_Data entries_
----

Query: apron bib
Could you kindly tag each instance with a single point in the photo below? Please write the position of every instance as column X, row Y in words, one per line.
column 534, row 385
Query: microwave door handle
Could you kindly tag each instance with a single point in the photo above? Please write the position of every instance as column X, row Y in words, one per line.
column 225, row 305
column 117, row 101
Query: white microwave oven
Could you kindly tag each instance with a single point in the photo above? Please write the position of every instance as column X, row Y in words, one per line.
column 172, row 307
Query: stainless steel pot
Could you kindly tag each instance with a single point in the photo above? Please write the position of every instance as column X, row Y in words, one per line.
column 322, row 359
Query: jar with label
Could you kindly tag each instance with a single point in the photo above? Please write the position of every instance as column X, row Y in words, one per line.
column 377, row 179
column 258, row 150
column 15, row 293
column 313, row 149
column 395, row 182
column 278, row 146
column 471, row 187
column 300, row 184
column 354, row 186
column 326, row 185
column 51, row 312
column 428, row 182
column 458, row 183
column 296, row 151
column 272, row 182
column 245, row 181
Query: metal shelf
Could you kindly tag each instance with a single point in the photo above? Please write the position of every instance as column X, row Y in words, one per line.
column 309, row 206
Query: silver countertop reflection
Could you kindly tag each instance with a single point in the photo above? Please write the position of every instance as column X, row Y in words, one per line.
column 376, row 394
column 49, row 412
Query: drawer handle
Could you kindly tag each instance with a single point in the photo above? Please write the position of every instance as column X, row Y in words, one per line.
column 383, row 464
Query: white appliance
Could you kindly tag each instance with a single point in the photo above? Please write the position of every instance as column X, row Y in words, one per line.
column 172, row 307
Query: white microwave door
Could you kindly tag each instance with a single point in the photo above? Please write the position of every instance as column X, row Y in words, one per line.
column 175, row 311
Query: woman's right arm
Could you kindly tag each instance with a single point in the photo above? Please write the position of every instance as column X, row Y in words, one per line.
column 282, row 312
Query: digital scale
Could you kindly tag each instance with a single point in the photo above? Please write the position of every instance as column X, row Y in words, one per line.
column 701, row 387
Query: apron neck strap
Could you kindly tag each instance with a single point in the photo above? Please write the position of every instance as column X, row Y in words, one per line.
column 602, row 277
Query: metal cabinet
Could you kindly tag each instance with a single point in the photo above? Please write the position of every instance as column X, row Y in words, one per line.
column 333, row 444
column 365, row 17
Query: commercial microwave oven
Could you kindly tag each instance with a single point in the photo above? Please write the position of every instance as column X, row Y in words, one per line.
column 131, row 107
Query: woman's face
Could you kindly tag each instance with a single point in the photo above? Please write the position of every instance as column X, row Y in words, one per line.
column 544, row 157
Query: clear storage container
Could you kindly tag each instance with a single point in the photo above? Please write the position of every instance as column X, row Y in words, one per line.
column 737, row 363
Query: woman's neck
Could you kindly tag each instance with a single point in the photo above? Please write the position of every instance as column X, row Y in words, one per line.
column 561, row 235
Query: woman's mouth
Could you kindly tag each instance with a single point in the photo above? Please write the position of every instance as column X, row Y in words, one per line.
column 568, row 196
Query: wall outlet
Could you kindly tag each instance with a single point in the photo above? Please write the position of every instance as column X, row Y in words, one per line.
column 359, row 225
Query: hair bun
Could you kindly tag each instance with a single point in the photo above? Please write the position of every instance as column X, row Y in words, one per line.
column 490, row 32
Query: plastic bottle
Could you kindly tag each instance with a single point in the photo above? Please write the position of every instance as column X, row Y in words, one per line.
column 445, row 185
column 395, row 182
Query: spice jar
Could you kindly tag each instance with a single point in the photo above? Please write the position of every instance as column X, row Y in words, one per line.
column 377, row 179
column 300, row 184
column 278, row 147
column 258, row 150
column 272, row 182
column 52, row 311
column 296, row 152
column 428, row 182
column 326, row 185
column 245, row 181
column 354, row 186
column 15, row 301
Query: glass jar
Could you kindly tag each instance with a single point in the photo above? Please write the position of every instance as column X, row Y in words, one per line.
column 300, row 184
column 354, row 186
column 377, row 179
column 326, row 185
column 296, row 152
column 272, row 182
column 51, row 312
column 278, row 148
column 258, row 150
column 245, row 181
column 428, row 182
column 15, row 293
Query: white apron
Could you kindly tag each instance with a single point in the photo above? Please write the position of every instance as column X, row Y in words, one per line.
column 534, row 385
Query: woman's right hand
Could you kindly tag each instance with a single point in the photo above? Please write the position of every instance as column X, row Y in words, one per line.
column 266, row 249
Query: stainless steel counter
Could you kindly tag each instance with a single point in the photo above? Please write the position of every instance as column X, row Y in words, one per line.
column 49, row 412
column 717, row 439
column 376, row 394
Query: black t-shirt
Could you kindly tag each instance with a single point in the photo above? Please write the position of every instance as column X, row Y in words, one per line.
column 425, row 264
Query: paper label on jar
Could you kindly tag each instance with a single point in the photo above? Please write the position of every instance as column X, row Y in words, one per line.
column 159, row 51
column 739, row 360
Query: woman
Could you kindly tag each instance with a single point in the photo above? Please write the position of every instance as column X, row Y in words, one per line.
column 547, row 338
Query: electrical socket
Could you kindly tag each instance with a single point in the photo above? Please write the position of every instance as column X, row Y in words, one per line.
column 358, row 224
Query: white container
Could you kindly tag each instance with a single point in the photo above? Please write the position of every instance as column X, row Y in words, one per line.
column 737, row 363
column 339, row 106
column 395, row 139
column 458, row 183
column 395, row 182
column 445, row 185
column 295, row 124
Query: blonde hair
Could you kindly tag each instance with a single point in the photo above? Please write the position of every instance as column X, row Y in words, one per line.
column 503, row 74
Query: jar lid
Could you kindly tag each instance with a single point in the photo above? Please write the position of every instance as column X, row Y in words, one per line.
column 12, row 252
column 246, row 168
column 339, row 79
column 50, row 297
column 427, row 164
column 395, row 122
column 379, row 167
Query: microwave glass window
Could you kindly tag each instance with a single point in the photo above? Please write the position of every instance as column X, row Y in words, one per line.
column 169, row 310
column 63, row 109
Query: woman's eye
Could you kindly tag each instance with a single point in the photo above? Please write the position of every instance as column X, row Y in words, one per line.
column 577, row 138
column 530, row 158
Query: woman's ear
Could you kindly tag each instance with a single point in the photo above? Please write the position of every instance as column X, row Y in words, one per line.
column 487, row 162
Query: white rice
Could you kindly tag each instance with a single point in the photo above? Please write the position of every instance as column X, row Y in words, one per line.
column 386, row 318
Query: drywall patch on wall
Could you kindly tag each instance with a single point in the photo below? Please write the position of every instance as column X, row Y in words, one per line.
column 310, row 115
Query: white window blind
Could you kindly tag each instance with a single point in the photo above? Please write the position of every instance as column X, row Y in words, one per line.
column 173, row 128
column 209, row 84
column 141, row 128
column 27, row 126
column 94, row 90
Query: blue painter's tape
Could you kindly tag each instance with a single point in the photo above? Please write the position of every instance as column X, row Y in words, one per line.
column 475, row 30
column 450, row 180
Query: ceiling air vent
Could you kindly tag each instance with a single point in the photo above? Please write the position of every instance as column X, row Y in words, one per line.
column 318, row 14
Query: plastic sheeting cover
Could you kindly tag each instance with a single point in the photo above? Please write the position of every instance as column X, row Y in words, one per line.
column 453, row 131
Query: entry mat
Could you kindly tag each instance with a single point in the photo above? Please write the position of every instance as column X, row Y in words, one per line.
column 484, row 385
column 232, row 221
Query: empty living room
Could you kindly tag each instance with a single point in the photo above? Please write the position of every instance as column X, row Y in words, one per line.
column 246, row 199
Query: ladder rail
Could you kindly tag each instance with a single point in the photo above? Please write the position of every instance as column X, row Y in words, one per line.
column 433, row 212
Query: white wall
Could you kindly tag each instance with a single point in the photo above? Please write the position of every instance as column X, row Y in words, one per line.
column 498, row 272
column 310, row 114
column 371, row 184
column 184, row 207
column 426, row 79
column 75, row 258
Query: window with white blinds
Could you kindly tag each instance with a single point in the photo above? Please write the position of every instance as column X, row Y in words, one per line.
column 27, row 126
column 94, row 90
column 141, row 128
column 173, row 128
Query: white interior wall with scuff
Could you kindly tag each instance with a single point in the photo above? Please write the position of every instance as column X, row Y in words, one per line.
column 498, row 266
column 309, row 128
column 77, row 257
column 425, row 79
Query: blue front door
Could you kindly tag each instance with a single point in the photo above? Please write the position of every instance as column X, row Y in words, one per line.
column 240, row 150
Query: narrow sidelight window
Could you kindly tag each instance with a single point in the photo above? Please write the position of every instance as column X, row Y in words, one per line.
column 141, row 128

----

Print again the lines of the entries above that fall between the line holding "Query: white microwave oven" and the line holding "Query: white microwave door", inclusive, exactly as they stand.

Query: white microwave oven
Could you kindly tag each instance with a single point in the photo above? Please write the position of every instance as column X, row Y in words, one per line.
column 172, row 307
Query: stainless steel pot
Could you kindly tag each instance with a single point in the photo above? Please write the position of every instance as column X, row Y in words, one per line.
column 322, row 359
Query: jar with label
Could you kindly tag each instance with a single point in the photo above? Please write the position of every instance as column X, row Y in words, one per line.
column 377, row 179
column 258, row 150
column 15, row 293
column 313, row 149
column 395, row 182
column 278, row 146
column 471, row 187
column 300, row 184
column 354, row 186
column 326, row 185
column 51, row 312
column 428, row 182
column 458, row 183
column 296, row 151
column 272, row 182
column 245, row 181
Query: metal shelf
Could you kindly tag each instance with a single point in the photo above? Please write the position of every instance as column X, row Y in words, one per line.
column 309, row 206
Query: silver countertop reflection
Could you kindly tag each instance with a single point in the photo above? Please write the position of every instance as column X, row Y in words, one per line.
column 376, row 394
column 49, row 412
Query: drawer handle
Could you kindly tag each instance with a single point in the photo above? Please write the position of every instance as column X, row Y in words, one per line.
column 383, row 464
Query: white appliance
Could you kindly tag each instance with a single point in the photo above? Please write the position of every instance as column X, row Y in words, one per line.
column 172, row 307
Query: white microwave door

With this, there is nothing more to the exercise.